§ **Entries shown**
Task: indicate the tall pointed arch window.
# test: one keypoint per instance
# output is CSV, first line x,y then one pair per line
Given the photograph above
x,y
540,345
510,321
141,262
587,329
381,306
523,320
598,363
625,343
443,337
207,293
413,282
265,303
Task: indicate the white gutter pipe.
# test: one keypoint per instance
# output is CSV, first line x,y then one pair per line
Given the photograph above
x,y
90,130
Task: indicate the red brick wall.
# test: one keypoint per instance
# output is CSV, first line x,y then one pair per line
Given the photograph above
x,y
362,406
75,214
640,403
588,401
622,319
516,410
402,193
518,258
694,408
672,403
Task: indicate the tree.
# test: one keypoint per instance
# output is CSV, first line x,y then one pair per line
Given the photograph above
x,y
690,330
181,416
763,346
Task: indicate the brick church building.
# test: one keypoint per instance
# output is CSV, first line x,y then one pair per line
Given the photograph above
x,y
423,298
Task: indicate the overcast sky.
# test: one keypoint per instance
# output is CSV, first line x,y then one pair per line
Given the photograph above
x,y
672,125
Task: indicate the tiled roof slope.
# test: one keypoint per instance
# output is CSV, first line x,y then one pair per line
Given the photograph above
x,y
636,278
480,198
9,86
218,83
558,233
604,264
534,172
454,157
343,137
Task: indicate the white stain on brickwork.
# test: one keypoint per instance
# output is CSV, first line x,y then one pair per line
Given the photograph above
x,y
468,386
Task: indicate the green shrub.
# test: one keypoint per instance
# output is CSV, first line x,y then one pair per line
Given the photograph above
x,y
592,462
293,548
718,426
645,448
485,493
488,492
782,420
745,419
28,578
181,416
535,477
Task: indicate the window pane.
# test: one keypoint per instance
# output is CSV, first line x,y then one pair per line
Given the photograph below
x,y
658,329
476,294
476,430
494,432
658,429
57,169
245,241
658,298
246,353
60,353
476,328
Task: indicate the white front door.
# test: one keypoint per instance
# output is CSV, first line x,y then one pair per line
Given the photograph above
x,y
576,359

§ **What you are asked to do**
Copy out all of the records above, replacing "indicate" with "mark" wherever it occurs and keeping every other character unchanged.

§ **Solution**
Task: mark the tall pointed arch window.
# test: one keypoint per instance
# output is CSV, first line x,y then one pair per line
Given the photograph above
x,y
540,345
510,321
141,262
587,329
381,306
523,320
598,363
625,343
443,337
207,293
413,282
265,303
Task: mark the white gutter pipe.
# test: one keypoint per instance
# output is CSV, first line x,y then one pair per line
Given the photograph above
x,y
90,130
Task: mark the red brick wall.
# test: one keypoint per instance
# output is CSV, first line x,y then one pair per line
Given the photograph above
x,y
362,406
75,214
640,403
588,401
622,319
516,410
402,193
518,258
694,408
672,403
Task: mark the tree.
# test: one keypoint per instance
# output is CSV, first line x,y then one pair per line
Given the photograph above
x,y
690,330
181,416
763,346
Task: mark the brick church building.
# test: one keypoint per instance
# output is CSV, first line x,y then one pair per line
Given the photograph above
x,y
423,298
Task: mark the overcast sky.
# test: one keypoint per instance
# output is CSV, first line x,y then one pair per line
Given the photograph above
x,y
672,125
Task: mark the tiled roof slope.
# test: one keypoint per instance
# output is CSV, first line x,y then one pair per line
Given the photograph above
x,y
636,278
480,198
9,86
218,83
558,233
604,264
534,172
454,157
343,137
Task: mark the white stain on brickwork.
# test: one keypoint per instance
# output is CSV, first line x,y then one pair per line
Given the photograph above
x,y
468,386
Task: mark the green shrub.
# test: one keypoint per instance
# output is CSV, first line x,y then one pair per line
Given the photograph above
x,y
592,462
293,548
718,426
645,448
485,493
488,492
782,420
745,419
28,578
181,416
535,477
Task: mark the window pane.
# test: one keypoint per instance
# output is CSV, first line x,y then one pair per line
Given the photograph below
x,y
658,329
476,294
476,430
494,432
658,429
57,169
245,241
658,298
246,353
60,353
476,328
Task: mark the white front door.
# test: one keypoint per instance
# output is CSV, first line x,y then one pair per line
Given the photograph above
x,y
576,359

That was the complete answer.